WORK TASK:
Restate the full set of records exactly, without adding or dropping a word.

START MATERIAL FOR THIS EXERCISE

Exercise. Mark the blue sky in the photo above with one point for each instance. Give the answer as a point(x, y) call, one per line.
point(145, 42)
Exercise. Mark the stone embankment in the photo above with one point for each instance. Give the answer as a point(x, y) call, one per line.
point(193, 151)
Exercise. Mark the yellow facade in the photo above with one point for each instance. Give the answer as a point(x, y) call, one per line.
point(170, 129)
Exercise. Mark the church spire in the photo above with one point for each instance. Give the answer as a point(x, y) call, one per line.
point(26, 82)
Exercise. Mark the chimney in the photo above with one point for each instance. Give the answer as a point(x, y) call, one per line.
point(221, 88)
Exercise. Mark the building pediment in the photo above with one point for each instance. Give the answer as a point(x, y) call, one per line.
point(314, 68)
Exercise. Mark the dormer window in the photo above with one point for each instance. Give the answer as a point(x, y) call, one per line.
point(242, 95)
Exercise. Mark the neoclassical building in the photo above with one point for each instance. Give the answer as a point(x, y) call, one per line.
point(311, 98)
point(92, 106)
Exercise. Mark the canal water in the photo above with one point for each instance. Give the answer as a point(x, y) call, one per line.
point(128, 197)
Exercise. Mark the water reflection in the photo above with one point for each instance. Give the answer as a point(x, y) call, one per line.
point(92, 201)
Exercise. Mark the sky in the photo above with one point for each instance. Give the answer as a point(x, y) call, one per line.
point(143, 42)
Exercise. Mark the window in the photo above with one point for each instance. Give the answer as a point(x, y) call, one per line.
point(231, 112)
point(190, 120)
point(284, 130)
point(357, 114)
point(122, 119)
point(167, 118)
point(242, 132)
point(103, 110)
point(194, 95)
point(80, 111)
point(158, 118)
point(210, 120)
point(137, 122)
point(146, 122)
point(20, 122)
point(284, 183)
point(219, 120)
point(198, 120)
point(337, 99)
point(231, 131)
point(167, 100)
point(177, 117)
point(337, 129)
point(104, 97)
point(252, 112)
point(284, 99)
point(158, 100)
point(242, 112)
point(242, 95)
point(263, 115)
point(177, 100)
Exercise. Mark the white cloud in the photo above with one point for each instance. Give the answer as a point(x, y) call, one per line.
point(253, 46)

END MATERIAL FOR THIS EXERCISE

OUTPUT OF THE TASK:
Exercise. Mark the blue sky in the photo above with one point for each instance. Give the answer as a point(x, y) call, one per line.
point(145, 42)
Exercise. Mark the stone embankment in the photo above with one point for each instance. Give the answer as a point(x, y) call, one per line.
point(193, 151)
Exercise. Mark the yellow facade in the photo above with one point for each instance. Give the answer as a point(x, y) call, one per line.
point(170, 129)
Exercise. Mark the church spire in the photo above with one point for each instance. Give the answer as a point(x, y) call, one per line.
point(26, 82)
Exercise. Mark the chimney in the photo above with one point for each instance. Give the answer as a point(x, y) call, one per line.
point(221, 88)
Exercise. Mark the building pediment in the photo above with one point for each instance. Give the answer as a point(x, y) call, one per line.
point(314, 68)
Exercise. Mark the dormer window in the photo above with one point for each instance. Give the answer as a point(x, y) call, one per line.
point(242, 95)
Exercise. Mark the neoclassical building in the photo above with one point for each instance. Give the answer as a point(x, y) call, one per line.
point(311, 98)
point(92, 106)
Exercise. Mark the canal water in the photo above with one point for each instance. Give the answer as a point(x, y) call, one per line.
point(128, 197)
Exercise. Mark the water reflection in the photo above with one point for each instance. Give the answer as a point(x, y) call, one per line.
point(92, 201)
Exercise. Mark the sky in the photo above with one point for each instance. Give the answer as a point(x, y) call, one per line.
point(143, 42)
Exercise. Mark the window in the photo above with one point for each instance. Give the answer as a point(x, y) call, one per line.
point(231, 112)
point(190, 120)
point(284, 130)
point(357, 114)
point(122, 119)
point(167, 118)
point(242, 132)
point(103, 110)
point(194, 95)
point(80, 111)
point(158, 118)
point(210, 120)
point(137, 122)
point(146, 122)
point(20, 122)
point(284, 183)
point(219, 120)
point(198, 120)
point(337, 99)
point(231, 131)
point(167, 100)
point(177, 117)
point(337, 129)
point(104, 97)
point(252, 112)
point(284, 99)
point(158, 100)
point(242, 112)
point(242, 95)
point(263, 115)
point(177, 100)
Exercise. Mark the white cloud in the photo above with one point for each instance. Give the answer as a point(x, y) call, one per line.
point(253, 46)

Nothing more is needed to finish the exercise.